## DATA EXCERPTS
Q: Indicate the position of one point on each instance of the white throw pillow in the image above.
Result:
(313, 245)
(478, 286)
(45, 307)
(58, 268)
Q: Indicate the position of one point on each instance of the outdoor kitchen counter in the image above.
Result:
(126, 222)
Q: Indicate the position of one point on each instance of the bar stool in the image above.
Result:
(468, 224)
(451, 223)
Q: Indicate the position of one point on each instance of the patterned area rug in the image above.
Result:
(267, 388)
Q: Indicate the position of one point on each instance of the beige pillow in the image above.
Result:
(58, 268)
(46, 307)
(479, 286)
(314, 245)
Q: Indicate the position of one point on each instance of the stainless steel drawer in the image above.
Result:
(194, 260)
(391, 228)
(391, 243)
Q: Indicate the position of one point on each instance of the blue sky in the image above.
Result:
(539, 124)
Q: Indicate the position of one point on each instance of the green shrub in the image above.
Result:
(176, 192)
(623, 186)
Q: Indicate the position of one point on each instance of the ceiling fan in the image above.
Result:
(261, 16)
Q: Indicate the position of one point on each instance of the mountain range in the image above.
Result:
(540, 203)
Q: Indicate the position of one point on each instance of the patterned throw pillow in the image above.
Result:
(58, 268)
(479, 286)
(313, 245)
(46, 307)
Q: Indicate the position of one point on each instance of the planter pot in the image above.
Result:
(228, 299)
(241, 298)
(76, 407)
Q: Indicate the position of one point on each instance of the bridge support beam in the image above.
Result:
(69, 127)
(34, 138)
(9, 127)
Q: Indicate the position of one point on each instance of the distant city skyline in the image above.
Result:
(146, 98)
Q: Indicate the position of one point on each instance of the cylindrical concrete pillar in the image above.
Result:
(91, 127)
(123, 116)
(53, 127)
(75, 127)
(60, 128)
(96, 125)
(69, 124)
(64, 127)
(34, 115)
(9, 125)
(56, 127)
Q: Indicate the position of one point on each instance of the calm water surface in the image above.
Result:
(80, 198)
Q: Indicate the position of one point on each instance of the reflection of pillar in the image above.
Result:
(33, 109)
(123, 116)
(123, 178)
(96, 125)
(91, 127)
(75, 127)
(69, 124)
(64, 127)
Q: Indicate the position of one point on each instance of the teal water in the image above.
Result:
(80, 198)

## WORK TO DO
Reproduce all of the records above word for word, keeping every line in its original order.

## RESULT
Q: Indicate the position of one point on each instance of the white throw pillow in the image above.
Result:
(313, 245)
(478, 286)
(45, 307)
(58, 268)
Q: Indicate the position of one point on each instance of the outdoor kitchen counter in the image above.
Result:
(126, 222)
Q: Indicate the position of one point on each instance of the bar stool in the image above.
Result:
(468, 224)
(451, 223)
Q: Indicate the position of one point on each instance of the patterned area rug in the image above.
Result:
(267, 388)
Q: Indicate the position of one point on each instance of the beige pillow in the image above.
Result:
(58, 268)
(46, 307)
(479, 286)
(314, 245)
Q: Indicate the position of one point on each instance of the stainless steel drawer in the image above.
Result:
(194, 260)
(391, 228)
(391, 243)
Q: Indicate the position of one point on each instance of the blue sky in the image above.
Result:
(539, 124)
Q: Indicate the position of one point on each instance of the green shrub in the image above.
Result:
(176, 192)
(623, 186)
Q: Indicate the position of one point on each instance of the ceiling fan in the image above.
Result:
(261, 16)
Q: Indicate the position of one point on each instance of the mountain range in the image above.
Result:
(540, 203)
Q: Indicate the position of one point on each instance of the patterned throw pillow in the image above.
Result:
(58, 268)
(479, 286)
(313, 245)
(46, 307)
Q: Indicate the position of one point on each instance of the planter pot in the image above.
Result:
(228, 299)
(241, 298)
(76, 407)
Q: Indicate the position of one point on each instance of the bridge support beam in the image above.
Result:
(69, 127)
(34, 138)
(9, 127)
Q: Indicate the position of one point on each instance of the distant city skyline in the image above.
Result:
(146, 98)
Q: Indicate the position of one point on each instance of the cylindrical concrete pillar in the image above.
Result:
(91, 127)
(123, 116)
(53, 127)
(75, 127)
(60, 128)
(96, 125)
(69, 124)
(64, 127)
(34, 115)
(9, 125)
(56, 127)
Q: Indicate the position of one point on each instance of the calm water surface in the image above.
Result:
(80, 198)
Q: Indicate the position of one point on each instance of the reflection of pillar in the image above.
Result:
(33, 109)
(123, 116)
(123, 178)
(96, 125)
(91, 127)
(75, 127)
(69, 124)
(64, 127)
Q: Indicate the position of one point on each instance of the teal water in the image above.
Result:
(80, 198)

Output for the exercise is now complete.